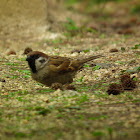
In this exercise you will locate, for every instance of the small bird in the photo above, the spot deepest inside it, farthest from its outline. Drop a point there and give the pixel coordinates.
(54, 69)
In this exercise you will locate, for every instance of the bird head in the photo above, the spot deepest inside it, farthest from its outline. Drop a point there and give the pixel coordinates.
(36, 60)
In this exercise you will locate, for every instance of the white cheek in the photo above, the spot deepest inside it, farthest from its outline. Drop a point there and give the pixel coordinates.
(40, 65)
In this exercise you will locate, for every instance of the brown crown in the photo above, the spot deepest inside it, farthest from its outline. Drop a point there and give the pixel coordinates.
(37, 53)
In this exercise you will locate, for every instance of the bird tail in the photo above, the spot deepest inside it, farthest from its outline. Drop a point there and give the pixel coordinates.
(78, 64)
(89, 59)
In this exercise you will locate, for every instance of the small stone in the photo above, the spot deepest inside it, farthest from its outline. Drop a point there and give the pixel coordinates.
(11, 52)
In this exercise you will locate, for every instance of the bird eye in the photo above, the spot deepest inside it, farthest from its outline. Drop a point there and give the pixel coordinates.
(42, 60)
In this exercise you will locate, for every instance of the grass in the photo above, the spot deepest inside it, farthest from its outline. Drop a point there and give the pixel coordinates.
(29, 110)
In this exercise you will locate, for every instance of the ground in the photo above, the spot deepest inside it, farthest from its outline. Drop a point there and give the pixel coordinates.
(30, 110)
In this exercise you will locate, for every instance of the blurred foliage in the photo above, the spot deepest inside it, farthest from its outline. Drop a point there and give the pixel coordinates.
(136, 9)
(90, 1)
========
Task directions >> Retype each record exactly as it stands, but do not include the pictures.

Written response >>
In this exercise you will locate, for every instance of the small bird in the photo above, the spot deepest inside it, farthest from its outline. Drop a point there and give the pixel coordinates.
(54, 69)
In this exercise you will locate, for every instance of the bird head in the photo above, the spot deepest inside it, farthest from its outline. Drop a point there and give the pixel coordinates.
(36, 60)
In this exercise you will locate, for every instance of the white cheek in the photo above, the spot deepest inside it, farthest from its outline. Drop a point there and give the pixel coordinates.
(40, 65)
In this exercise you will locate, for every instance of the brown crown in the photo above, the spot deepest inside it, farthest from its outline. Drop a point there and give the pixel coordinates.
(37, 53)
In this exercise you will locate, for every instance of the bird tail in the photo above, the spot deepest inside it, farthest from its outline. Drop a point there and give the pixel coordinates.
(78, 64)
(89, 59)
In this exercise you will locate, for every instance of the small stone in the photo above, the spot deepest inside it, farthest from its outline. Drop a point there and give the pixel coordinates.
(11, 52)
In this exercise you will locate, for every instance of the bird eye in the photo above, the spot deepest inside it, farthest from its outline. Drop a point there and give the pixel coordinates.
(42, 60)
In this exercise you will locate, for every instance of the grass in the photo above, the spot deepest inside it, farthest from its outline. Drop a point there and give the pixel coordinates.
(29, 110)
In this exercise you will locate, for every instance of the ground in the photo above, the spot deepest inside it, farthest from its outline. Drop a point there and give the pixel coordinates.
(30, 110)
In this exercise you will locate, for every instance of the blurred foliage in the photo above, the spot deepest inside it, farthest from its outline. Drop a point there and give the pixel coordinates.
(136, 9)
(90, 1)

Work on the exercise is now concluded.